Transcribe the Altivec IDCT thread below word for word, everything from "Not sure about" down to "static idct buffers...".
------ SELECTION
Altivec IDCT

Sun Sep 9 17:18:02 CEST 2001

On   9 Sep, this message from Michel LESPINASSE echoed through cyberspace:
> On Sun, Sep 09, 2001 at 10:13:59AM +0200, Michel Lanners wrote:
>> Concerning precision, I just noted that Moto's IDCT is not precise
>> enough... You knew that already ;-). Also, for the record, the Altivec
>> IDCT that exists in vlc 0.2.82 misses a final matrix transpose to be of
>> any use (but that's history, since it's been replaced by a better
>> implementation).
> 
> I think it could work if we just transpose the idct input (which we
> can do by just changing the zigzag order tables).

Avoiding the transpose where possible is always good, since the two
transposes involved in the IDCT use about 50 % of the CPU cycles...
Also, the final transpose could be replaced by code in the block
add/copy routines. Not sure which (zizag or block) is easier to do.

>> >>I've been looking at motorola's integer implementation (16-bit), but
>> >>its not precise enough (far from it) and I dont think there is any
>> >>hope to bring it to compliance. Its blindingly fast though.
> 
>> Is scaling to augment precision (while still staying 16-bit integer) any
>> possibility?
> 
> Well actually I've been looking a bit more at motorola's routine and
> it looks like precision can be improved a lot by scaling - so maybe
> that'll be enough. I have to try :) If it doesnt work I'll do the
> first half in 32-bit or float mode but that'll be quite slower.

Also, you might want to look at Apple's example code, available publicly
on their site (look under developper support, example code, Altivec
technology somewhere); IIRC, they have a comparative implementation of
three or four IDCT's producing (quoting) 'identical results', one of
which is in floating point. I.e. they seem to have an integer
implementation that has the same precision as the fp one.

Not sure about their license re. integrating this into vlc...

>> Therefore, either your Altivec code needs to do some magic to re-align
>> misaligned accesses (expensive CPU-wise), or you need to guarantee that
>> the buffers you're using are indeed aligned. Alignment needs to be on
>> 16-bytes; however the malloc() out of glibc 2.2 guarantees only 8 bytes
>> alignment.
> 
> We need to do a memalign() or to have static idct buffers...

How about something along these lines:

(I was thinking about a #define ALIGN <something> and using that to name
the function; but I need to check cpp docs on how to do that ;-)
------------
------ SUPPLIED MATERIAL
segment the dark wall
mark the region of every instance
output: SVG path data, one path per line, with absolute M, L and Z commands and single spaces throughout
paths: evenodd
------------
**ANSWER TO THE PROBLEM**
Not sure about their license re. integrating this into vlc...

>> Therefore, either your Altivec code needs to do some magic to re-align
>> misaligned accesses (expensive CPU-wise), or you need to guarantee that
>> the buffers you're using are indeed aligned. Alignment needs to be on
>> 16-bytes; however the malloc() out of glibc 2.2 guarantees only 8 bytes
>> alignment.
> 
> We need to do a memalign() or to have static idct buffers...